- **TEXT SHOWN**:
......
Fig. 12 Schematic representation of transient absorption spectroscopy and measured spectra and decay profiles.

These optical spectroscopic features of porphyrinoids play a key role in the direct experimental evaluation of excited-state aromaticity. Although there have been extensive theoretical studies on the aromaticity reversal in the excited states, its experimental demonstration has only been attained with scant examples about reaction intermediates and isomerization that show an indirect correlation between molecular properties and aromaticity in the excited states.^95–98 This large difficulty in the experimental investigation of excited-state aromaticity lies in the practical constraints to measure typical indicators for evaluating excited-state aromaticity in the transient excited states, such as nuclear magnetic resonance and X-ray crystal measurements. Recent studies on the excited-state aromaticity of porphyrinoids have clarified that the aromaticity-dependent optical spectroscopic features of porphyrinoids serve as a direct index to evaluate their excited-state (anti)aromaticity and further provide a new perspective that the pump–probe spectroscopic measurements can act as an effective method for the evaluation of aromaticity in the excited states.¹⁰⁰

Besides the distinctive optical spectroscopic features, porphyrinoids are one of the most relevant molecules for studying excited-state aromaticity based on their aromatic and antiaromatic congener sets.¹⁰¹ In general, the synthesis of a comparable set of [4n + 2]π and [4n]π molecules is arduous. The preparation of stable antiaromatic molecules is a challenging task^213,214 however, for porphyrinoids, various antiaromatic cases have been reported.^36,44,215 Moreover, the stable exocyclic π-conjugation pathway of porphyrinoids allows for a redox-induced aromaticity-switching nature, where the redox reaction only alters the number of π-electrons over the main macrocyclic π-conjugation without causing significant chemical changes.^26,43–50 These molecular properties eventually facilitate the synthesis of various sets of aromatic and antiaromatic porphyrinoid congeners (Fig. 13). These congeners, with the same molecular framework but different numbers of π electrons and hydrogen atoms enable the pure effect of aromaticity to be unveiled free from other influences and allow the concept of excited-state aromaticity, aromaticity reversal, to be directly proved. With these advantages, excited-state aromaticity has recently been thoroughly demonstrated using porphyrinoids, which has further enabled the application of this concept to functional organic materials.

Fig. 13 The series of congener porphyrinoids: bis-rhodium Hückel aromatic and antiaromatic hexaphyrins (1 and 2, respectively), phenylene-bridged Hückel aromatic and antiaromatic hexaphyrins (3 and 4, respectively), palladium Hückel and Möbius aromatic hexaphyrins (5 and 6, respectively), N-confused rhodium Hückel and Möbius aromatic pentaphyrins (7 and 8, respectively), bispalladium Möbius aromatic and Hückel antiaromatic octaphyrins (9 and 10, respectively), bis-gold Hückel aromatic and antiaromatic hexaphyrins (11 and 22, respectively), and nickel-rhodium metalated Möbius aromatic and antiaromatic nonaphyrins (13 and 14, respectively).
......
- **DATASET EXCERPTS**:
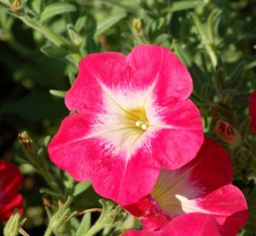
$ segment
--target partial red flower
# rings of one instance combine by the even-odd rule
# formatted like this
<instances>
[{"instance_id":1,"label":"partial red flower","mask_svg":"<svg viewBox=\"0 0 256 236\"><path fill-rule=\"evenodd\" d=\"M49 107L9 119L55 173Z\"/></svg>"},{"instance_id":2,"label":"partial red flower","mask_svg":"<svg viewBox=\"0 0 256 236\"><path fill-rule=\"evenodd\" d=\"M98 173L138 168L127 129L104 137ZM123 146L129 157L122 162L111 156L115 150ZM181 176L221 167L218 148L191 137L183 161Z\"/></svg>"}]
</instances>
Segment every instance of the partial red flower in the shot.
<instances>
[{"instance_id":1,"label":"partial red flower","mask_svg":"<svg viewBox=\"0 0 256 236\"><path fill-rule=\"evenodd\" d=\"M65 97L77 113L62 121L48 146L51 160L96 192L129 204L150 193L160 166L174 169L203 141L192 80L168 49L135 48L127 57L93 54Z\"/></svg>"},{"instance_id":2,"label":"partial red flower","mask_svg":"<svg viewBox=\"0 0 256 236\"><path fill-rule=\"evenodd\" d=\"M221 235L235 236L249 214L242 193L231 183L232 175L227 153L206 138L195 158L175 170L162 169L151 194L125 208L141 217L146 230L158 230L180 215L200 213L215 219Z\"/></svg>"},{"instance_id":3,"label":"partial red flower","mask_svg":"<svg viewBox=\"0 0 256 236\"><path fill-rule=\"evenodd\" d=\"M210 215L192 213L182 215L159 230L130 230L122 236L224 236L216 220Z\"/></svg>"},{"instance_id":4,"label":"partial red flower","mask_svg":"<svg viewBox=\"0 0 256 236\"><path fill-rule=\"evenodd\" d=\"M249 116L252 118L251 127L256 133L256 90L249 100Z\"/></svg>"},{"instance_id":5,"label":"partial red flower","mask_svg":"<svg viewBox=\"0 0 256 236\"><path fill-rule=\"evenodd\" d=\"M7 221L15 208L22 213L22 197L17 191L23 183L23 177L18 167L0 160L0 221Z\"/></svg>"}]
</instances>

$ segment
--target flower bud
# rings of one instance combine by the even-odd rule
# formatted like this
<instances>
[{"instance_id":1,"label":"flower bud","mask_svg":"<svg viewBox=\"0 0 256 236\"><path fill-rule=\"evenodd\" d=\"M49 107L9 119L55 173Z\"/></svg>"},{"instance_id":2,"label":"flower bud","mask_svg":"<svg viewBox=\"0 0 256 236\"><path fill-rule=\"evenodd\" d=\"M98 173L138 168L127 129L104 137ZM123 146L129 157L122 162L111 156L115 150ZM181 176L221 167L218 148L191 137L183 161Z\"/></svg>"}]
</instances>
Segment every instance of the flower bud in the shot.
<instances>
[{"instance_id":1,"label":"flower bud","mask_svg":"<svg viewBox=\"0 0 256 236\"><path fill-rule=\"evenodd\" d=\"M17 12L21 9L20 0L14 0L11 5L11 10L13 12Z\"/></svg>"},{"instance_id":2,"label":"flower bud","mask_svg":"<svg viewBox=\"0 0 256 236\"><path fill-rule=\"evenodd\" d=\"M240 138L237 131L227 122L218 120L215 130L217 135L228 144L237 146L240 143Z\"/></svg>"},{"instance_id":3,"label":"flower bud","mask_svg":"<svg viewBox=\"0 0 256 236\"><path fill-rule=\"evenodd\" d=\"M132 31L134 34L142 34L142 23L141 20L133 18L132 22Z\"/></svg>"}]
</instances>

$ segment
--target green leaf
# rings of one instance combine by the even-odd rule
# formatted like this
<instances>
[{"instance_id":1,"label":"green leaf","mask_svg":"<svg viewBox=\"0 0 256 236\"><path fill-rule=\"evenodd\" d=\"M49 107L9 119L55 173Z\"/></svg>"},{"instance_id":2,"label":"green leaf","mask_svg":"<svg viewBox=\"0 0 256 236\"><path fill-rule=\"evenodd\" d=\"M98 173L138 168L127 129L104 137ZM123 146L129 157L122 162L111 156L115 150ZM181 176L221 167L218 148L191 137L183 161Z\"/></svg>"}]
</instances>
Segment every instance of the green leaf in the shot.
<instances>
[{"instance_id":1,"label":"green leaf","mask_svg":"<svg viewBox=\"0 0 256 236\"><path fill-rule=\"evenodd\" d=\"M250 123L251 118L246 117L241 124L240 135L244 140L245 139L246 135L248 132Z\"/></svg>"},{"instance_id":2,"label":"green leaf","mask_svg":"<svg viewBox=\"0 0 256 236\"><path fill-rule=\"evenodd\" d=\"M91 227L91 212L86 212L83 216L75 236L84 236Z\"/></svg>"},{"instance_id":3,"label":"green leaf","mask_svg":"<svg viewBox=\"0 0 256 236\"><path fill-rule=\"evenodd\" d=\"M235 71L230 77L230 83L231 83L232 88L237 88L242 82L243 80L243 72L246 62L245 61L242 61L236 67Z\"/></svg>"},{"instance_id":4,"label":"green leaf","mask_svg":"<svg viewBox=\"0 0 256 236\"><path fill-rule=\"evenodd\" d=\"M46 6L43 10L40 17L40 21L43 22L51 17L60 14L75 11L76 7L68 2L53 3Z\"/></svg>"},{"instance_id":5,"label":"green leaf","mask_svg":"<svg viewBox=\"0 0 256 236\"><path fill-rule=\"evenodd\" d=\"M47 136L43 140L43 146L44 148L46 148L50 142L50 140L51 140L51 136L50 135Z\"/></svg>"},{"instance_id":6,"label":"green leaf","mask_svg":"<svg viewBox=\"0 0 256 236\"><path fill-rule=\"evenodd\" d=\"M42 5L43 1L41 0L33 0L31 2L31 7L37 15L41 13Z\"/></svg>"},{"instance_id":7,"label":"green leaf","mask_svg":"<svg viewBox=\"0 0 256 236\"><path fill-rule=\"evenodd\" d=\"M85 191L91 185L91 183L89 181L86 182L80 182L77 183L74 187L74 190L73 196L74 197L77 196L78 195L82 193L84 191Z\"/></svg>"},{"instance_id":8,"label":"green leaf","mask_svg":"<svg viewBox=\"0 0 256 236\"><path fill-rule=\"evenodd\" d=\"M177 43L174 44L174 50L178 58L188 67L194 83L194 89L200 95L202 87L208 81L207 76L199 66L193 61L190 55L186 53Z\"/></svg>"},{"instance_id":9,"label":"green leaf","mask_svg":"<svg viewBox=\"0 0 256 236\"><path fill-rule=\"evenodd\" d=\"M65 58L69 52L52 44L47 44L41 48L41 52L46 56L54 59L61 59Z\"/></svg>"},{"instance_id":10,"label":"green leaf","mask_svg":"<svg viewBox=\"0 0 256 236\"><path fill-rule=\"evenodd\" d=\"M62 100L56 99L48 92L38 91L2 105L0 113L36 121L63 118L68 113Z\"/></svg>"},{"instance_id":11,"label":"green leaf","mask_svg":"<svg viewBox=\"0 0 256 236\"><path fill-rule=\"evenodd\" d=\"M50 93L52 95L54 95L56 97L65 97L66 94L67 93L67 91L61 91L60 90L54 90L54 89L50 89L49 91Z\"/></svg>"},{"instance_id":12,"label":"green leaf","mask_svg":"<svg viewBox=\"0 0 256 236\"><path fill-rule=\"evenodd\" d=\"M202 6L204 5L205 5L205 3L202 0L173 1L172 6L165 9L164 11L174 12Z\"/></svg>"},{"instance_id":13,"label":"green leaf","mask_svg":"<svg viewBox=\"0 0 256 236\"><path fill-rule=\"evenodd\" d=\"M209 41L214 43L217 36L218 27L219 23L220 16L221 11L219 9L215 9L211 12L207 19L207 35ZM217 24L216 25L216 24Z\"/></svg>"},{"instance_id":14,"label":"green leaf","mask_svg":"<svg viewBox=\"0 0 256 236\"><path fill-rule=\"evenodd\" d=\"M97 28L95 35L97 36L103 33L126 16L126 13L125 12L121 12L108 16L103 20L99 21L97 23Z\"/></svg>"},{"instance_id":15,"label":"green leaf","mask_svg":"<svg viewBox=\"0 0 256 236\"><path fill-rule=\"evenodd\" d=\"M70 81L70 85L72 86L73 84L74 83L74 81L75 80L75 77L72 73L70 73L69 74L69 80Z\"/></svg>"}]
</instances>

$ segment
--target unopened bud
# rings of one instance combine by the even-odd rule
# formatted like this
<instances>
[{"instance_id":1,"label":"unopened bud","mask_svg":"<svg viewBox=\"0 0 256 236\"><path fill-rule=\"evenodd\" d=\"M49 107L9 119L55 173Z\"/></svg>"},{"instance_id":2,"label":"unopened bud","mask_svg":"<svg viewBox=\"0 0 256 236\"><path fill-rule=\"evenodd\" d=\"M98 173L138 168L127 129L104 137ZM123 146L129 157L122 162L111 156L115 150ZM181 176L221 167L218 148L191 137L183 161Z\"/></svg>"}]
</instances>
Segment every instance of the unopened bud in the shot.
<instances>
[{"instance_id":1,"label":"unopened bud","mask_svg":"<svg viewBox=\"0 0 256 236\"><path fill-rule=\"evenodd\" d=\"M22 145L22 149L24 153L31 158L35 159L37 156L37 148L28 133L24 131L19 134L18 139Z\"/></svg>"},{"instance_id":2,"label":"unopened bud","mask_svg":"<svg viewBox=\"0 0 256 236\"><path fill-rule=\"evenodd\" d=\"M217 135L228 144L237 146L240 143L237 131L227 122L219 119L216 123L215 130Z\"/></svg>"},{"instance_id":3,"label":"unopened bud","mask_svg":"<svg viewBox=\"0 0 256 236\"><path fill-rule=\"evenodd\" d=\"M142 34L142 23L139 19L133 18L132 22L132 31L134 34Z\"/></svg>"},{"instance_id":4,"label":"unopened bud","mask_svg":"<svg viewBox=\"0 0 256 236\"><path fill-rule=\"evenodd\" d=\"M17 12L21 9L20 0L14 0L11 5L11 10L13 12Z\"/></svg>"}]
</instances>

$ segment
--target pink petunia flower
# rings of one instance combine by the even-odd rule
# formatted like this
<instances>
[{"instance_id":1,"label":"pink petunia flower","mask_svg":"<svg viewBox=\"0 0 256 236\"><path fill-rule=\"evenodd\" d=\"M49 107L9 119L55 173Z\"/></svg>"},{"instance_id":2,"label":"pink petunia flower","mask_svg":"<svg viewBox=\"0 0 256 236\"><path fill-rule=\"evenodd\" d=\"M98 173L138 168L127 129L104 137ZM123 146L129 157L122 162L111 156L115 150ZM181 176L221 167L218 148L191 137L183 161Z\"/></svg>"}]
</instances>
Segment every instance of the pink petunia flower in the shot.
<instances>
[{"instance_id":1,"label":"pink petunia flower","mask_svg":"<svg viewBox=\"0 0 256 236\"><path fill-rule=\"evenodd\" d=\"M161 229L184 214L200 213L213 217L223 236L234 236L249 215L242 193L231 183L232 175L227 153L206 138L195 158L175 170L162 169L150 194L124 208L141 217L146 230Z\"/></svg>"},{"instance_id":2,"label":"pink petunia flower","mask_svg":"<svg viewBox=\"0 0 256 236\"><path fill-rule=\"evenodd\" d=\"M18 167L0 160L0 221L7 221L15 208L22 213L22 196L16 191L23 184L23 177Z\"/></svg>"},{"instance_id":3,"label":"pink petunia flower","mask_svg":"<svg viewBox=\"0 0 256 236\"><path fill-rule=\"evenodd\" d=\"M194 158L203 142L191 78L168 49L135 48L127 56L93 54L65 98L77 113L64 119L48 146L51 160L118 204L150 193L160 166Z\"/></svg>"},{"instance_id":4,"label":"pink petunia flower","mask_svg":"<svg viewBox=\"0 0 256 236\"><path fill-rule=\"evenodd\" d=\"M249 115L252 118L251 127L256 133L256 90L253 92L249 100Z\"/></svg>"},{"instance_id":5,"label":"pink petunia flower","mask_svg":"<svg viewBox=\"0 0 256 236\"><path fill-rule=\"evenodd\" d=\"M210 215L182 215L156 231L130 230L122 236L224 236L216 220Z\"/></svg>"}]
</instances>

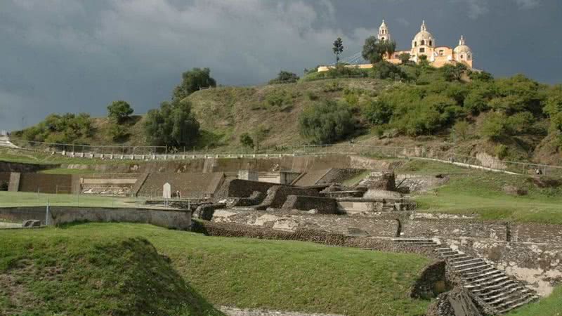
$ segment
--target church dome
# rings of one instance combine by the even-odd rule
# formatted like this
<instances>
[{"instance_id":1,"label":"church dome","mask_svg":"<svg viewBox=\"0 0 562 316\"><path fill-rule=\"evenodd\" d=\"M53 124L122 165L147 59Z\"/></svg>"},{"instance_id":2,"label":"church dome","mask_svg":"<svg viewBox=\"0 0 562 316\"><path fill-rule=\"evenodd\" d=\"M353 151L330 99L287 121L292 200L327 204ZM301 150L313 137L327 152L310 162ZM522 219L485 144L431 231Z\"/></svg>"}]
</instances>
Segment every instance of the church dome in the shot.
<instances>
[{"instance_id":1,"label":"church dome","mask_svg":"<svg viewBox=\"0 0 562 316\"><path fill-rule=\"evenodd\" d=\"M412 41L413 47L420 46L435 46L435 38L431 33L427 32L426 27L426 21L422 23L419 32L414 37L414 40Z\"/></svg>"},{"instance_id":2,"label":"church dome","mask_svg":"<svg viewBox=\"0 0 562 316\"><path fill-rule=\"evenodd\" d=\"M470 47L466 46L464 41L464 37L461 36L461 39L459 41L459 46L455 48L454 51L456 54L470 53L472 50L470 49Z\"/></svg>"}]
</instances>

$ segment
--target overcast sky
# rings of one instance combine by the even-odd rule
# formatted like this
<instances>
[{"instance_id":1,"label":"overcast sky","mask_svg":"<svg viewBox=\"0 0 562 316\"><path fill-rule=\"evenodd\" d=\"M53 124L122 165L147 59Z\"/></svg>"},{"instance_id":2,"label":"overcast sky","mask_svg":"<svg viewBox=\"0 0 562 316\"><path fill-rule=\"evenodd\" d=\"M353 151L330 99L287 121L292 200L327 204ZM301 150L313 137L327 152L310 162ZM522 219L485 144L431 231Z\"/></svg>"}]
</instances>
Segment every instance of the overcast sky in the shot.
<instances>
[{"instance_id":1,"label":"overcast sky","mask_svg":"<svg viewBox=\"0 0 562 316\"><path fill-rule=\"evenodd\" d=\"M438 45L461 34L474 67L562 82L560 0L0 0L0 129L51 112L143 113L181 74L211 68L219 84L261 84L343 58L386 20L399 49L422 20ZM22 119L23 118L23 119Z\"/></svg>"}]
</instances>

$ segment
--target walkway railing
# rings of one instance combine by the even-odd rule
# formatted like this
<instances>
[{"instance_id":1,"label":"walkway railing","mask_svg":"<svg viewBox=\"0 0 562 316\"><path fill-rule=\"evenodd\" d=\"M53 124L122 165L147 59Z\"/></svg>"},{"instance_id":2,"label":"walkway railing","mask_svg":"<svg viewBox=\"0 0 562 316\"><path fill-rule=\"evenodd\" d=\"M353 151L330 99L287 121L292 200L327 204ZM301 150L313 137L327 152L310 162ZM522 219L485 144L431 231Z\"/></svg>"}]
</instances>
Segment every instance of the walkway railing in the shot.
<instances>
[{"instance_id":1,"label":"walkway railing","mask_svg":"<svg viewBox=\"0 0 562 316\"><path fill-rule=\"evenodd\" d=\"M327 154L353 154L381 157L431 159L463 166L479 166L522 174L562 176L562 166L501 160L455 154L454 150L437 150L424 147L376 146L363 144L279 145L258 151L228 152L188 151L165 146L92 146L50 143L13 141L22 149L57 153L68 157L119 160L185 160L216 158L272 158ZM466 165L466 166L465 166Z\"/></svg>"}]
</instances>

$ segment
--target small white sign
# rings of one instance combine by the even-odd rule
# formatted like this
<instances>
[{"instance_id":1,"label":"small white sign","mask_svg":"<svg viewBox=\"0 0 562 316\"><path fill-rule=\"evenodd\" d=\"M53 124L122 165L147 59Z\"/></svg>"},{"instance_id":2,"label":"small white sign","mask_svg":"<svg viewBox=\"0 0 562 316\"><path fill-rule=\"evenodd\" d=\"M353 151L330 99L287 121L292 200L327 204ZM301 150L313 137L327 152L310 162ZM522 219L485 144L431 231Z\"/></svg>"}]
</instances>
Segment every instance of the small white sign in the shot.
<instances>
[{"instance_id":1,"label":"small white sign","mask_svg":"<svg viewBox=\"0 0 562 316\"><path fill-rule=\"evenodd\" d=\"M164 184L162 187L162 197L164 199L171 199L171 185L167 182Z\"/></svg>"}]
</instances>

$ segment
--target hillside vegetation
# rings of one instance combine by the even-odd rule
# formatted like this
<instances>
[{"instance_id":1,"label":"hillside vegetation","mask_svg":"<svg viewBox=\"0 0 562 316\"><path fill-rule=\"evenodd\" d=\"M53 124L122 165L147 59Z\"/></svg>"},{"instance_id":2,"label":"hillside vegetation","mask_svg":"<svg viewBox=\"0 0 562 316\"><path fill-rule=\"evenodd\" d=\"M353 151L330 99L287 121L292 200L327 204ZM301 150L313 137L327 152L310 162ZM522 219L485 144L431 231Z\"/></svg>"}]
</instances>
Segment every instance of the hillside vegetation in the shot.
......
- **EXERCISE TASK**:
Repeat the passage of the porphyrinoid aromaticity text above from "Fig. 13 The" to "and 14, respectively)." without any changes.

- **RESULT OF THIS EXERCISE**:
Fig. 13 The series of congener porphyrinoids: bis-rhodium Hückel aromatic and antiaromatic hexaphyrins (1 and 2, respectively), phenylene-bridged Hückel aromatic and antiaromatic hexaphyrins (3 and 4, respectively), palladium Hückel and Möbius aromatic hexaphyrins (5 and 6, respectively), N-confused rhodium Hückel and Möbius aromatic pentaphyrins (7 and 8, respectively), bispalladium Möbius aromatic and Hückel antiaromatic octaphyrins (9 and 10, respectively), bis-gold Hückel aromatic and antiaromatic hexaphyrins (11 and 22, respectively), and nickel-rhodium metalated Möbius aromatic and antiaromatic nonaphyrins (13 and 14, respectively).